» RECORDS FOR PROCESSING
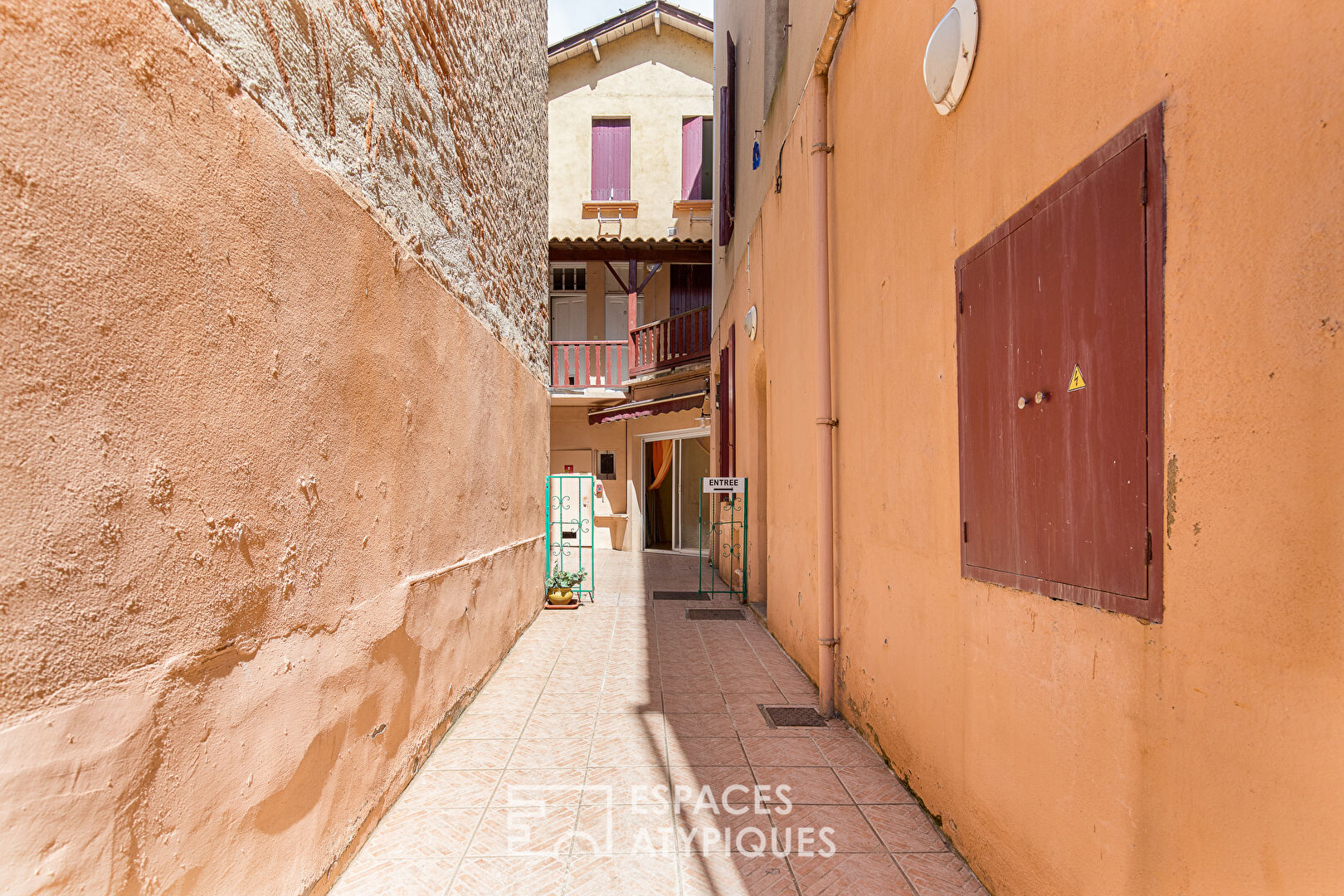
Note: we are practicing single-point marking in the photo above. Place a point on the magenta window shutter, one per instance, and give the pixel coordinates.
(611, 158)
(693, 160)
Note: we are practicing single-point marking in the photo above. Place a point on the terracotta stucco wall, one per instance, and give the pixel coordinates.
(1068, 750)
(654, 80)
(247, 434)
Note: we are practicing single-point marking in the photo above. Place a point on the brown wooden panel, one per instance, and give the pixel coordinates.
(1060, 496)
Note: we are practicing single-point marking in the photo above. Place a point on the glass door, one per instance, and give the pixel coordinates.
(674, 469)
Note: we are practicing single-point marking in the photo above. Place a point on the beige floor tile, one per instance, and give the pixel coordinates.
(845, 826)
(806, 786)
(422, 833)
(550, 752)
(782, 751)
(905, 829)
(526, 832)
(505, 876)
(706, 751)
(735, 876)
(940, 874)
(873, 785)
(452, 755)
(622, 876)
(621, 830)
(449, 789)
(401, 876)
(850, 874)
(539, 786)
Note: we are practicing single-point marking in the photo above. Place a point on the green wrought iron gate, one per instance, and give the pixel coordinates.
(569, 527)
(724, 500)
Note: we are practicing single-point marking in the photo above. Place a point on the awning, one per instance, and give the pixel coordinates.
(648, 407)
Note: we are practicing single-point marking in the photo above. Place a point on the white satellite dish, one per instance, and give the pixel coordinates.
(951, 54)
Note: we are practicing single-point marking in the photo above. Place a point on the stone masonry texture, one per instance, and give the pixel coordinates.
(427, 109)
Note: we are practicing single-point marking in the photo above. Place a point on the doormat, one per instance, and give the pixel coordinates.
(791, 716)
(694, 613)
(679, 596)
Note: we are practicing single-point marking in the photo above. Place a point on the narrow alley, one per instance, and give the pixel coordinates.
(557, 778)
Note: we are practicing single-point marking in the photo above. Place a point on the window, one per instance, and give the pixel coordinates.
(569, 278)
(698, 158)
(728, 140)
(611, 158)
(1059, 386)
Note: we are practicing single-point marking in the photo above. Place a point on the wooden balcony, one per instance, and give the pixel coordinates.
(672, 342)
(590, 364)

» PROBLEM DESCRIPTION
Would you please restate the records word for word, excluding any images?

» SOLUTION TO THE PROBLEM
Note: we are practicing single-point marking in the photo above. Place a point on the magenta window shutter, one per instance, and give the pixel coordinates.
(611, 158)
(693, 160)
Note: we are practicing single-point marking in the photo above. Place a point on the terracotta stucco wall, one per instance, and give the pixel coordinates.
(1068, 750)
(654, 80)
(247, 434)
Note: we are practicing single-point marking in the photo above. Place a point on the brown wooden panel, one per instance, and give the pixel coordinates.
(1060, 496)
Note: we are practicing single-point marking in the photo above. Place a point on the glass door, one per instance, and give the pixel coordinates.
(674, 469)
Note: we are practicing single-point marking in the photo above. Place a point on the beige floor tile, one per instance, and give the pixel coordinates.
(845, 826)
(806, 786)
(422, 833)
(550, 752)
(782, 751)
(905, 829)
(526, 832)
(505, 876)
(706, 751)
(735, 876)
(940, 874)
(873, 785)
(452, 755)
(622, 876)
(621, 830)
(449, 789)
(401, 876)
(850, 874)
(539, 786)
Note: we are practicing single-point marking in the photo above. Place a point on the green wrought iron gate, one per instance, and give the pixel coordinates.
(569, 527)
(724, 500)
Note: we are practicing single-point marking in the photo above. Place a point on the awning, one per instance, and give the pixel coordinates.
(648, 407)
Note: we are practicing single-point marking in the photo above. Place a point on the white satellite dish, one per instance, and give the pixel coordinates.
(951, 54)
Note: we are practicing single-point marking in the photo above. Place a point on the stone masonry texture, one per instance, and give the pixel coordinates.
(427, 109)
Note: we are practicing single-point marking in the photo above. Place a point on the doormat, one per instance, and give the pixel coordinates.
(791, 716)
(694, 613)
(679, 596)
Note: we are practicing single-point marking in the photo above. Place a point on the narrow alley, one per instance, and give the pixel coordinates.
(557, 778)
Note: we are practicing single-point marking in the photo above. Place a point on the window, one per instance, and give the pixel coordinates.
(569, 278)
(698, 158)
(728, 140)
(611, 158)
(1059, 386)
Note: we are practicing single-point marking in the photo above. Place a point on the wooden balcony, one per instance, and give the pixel coordinates.
(672, 342)
(590, 364)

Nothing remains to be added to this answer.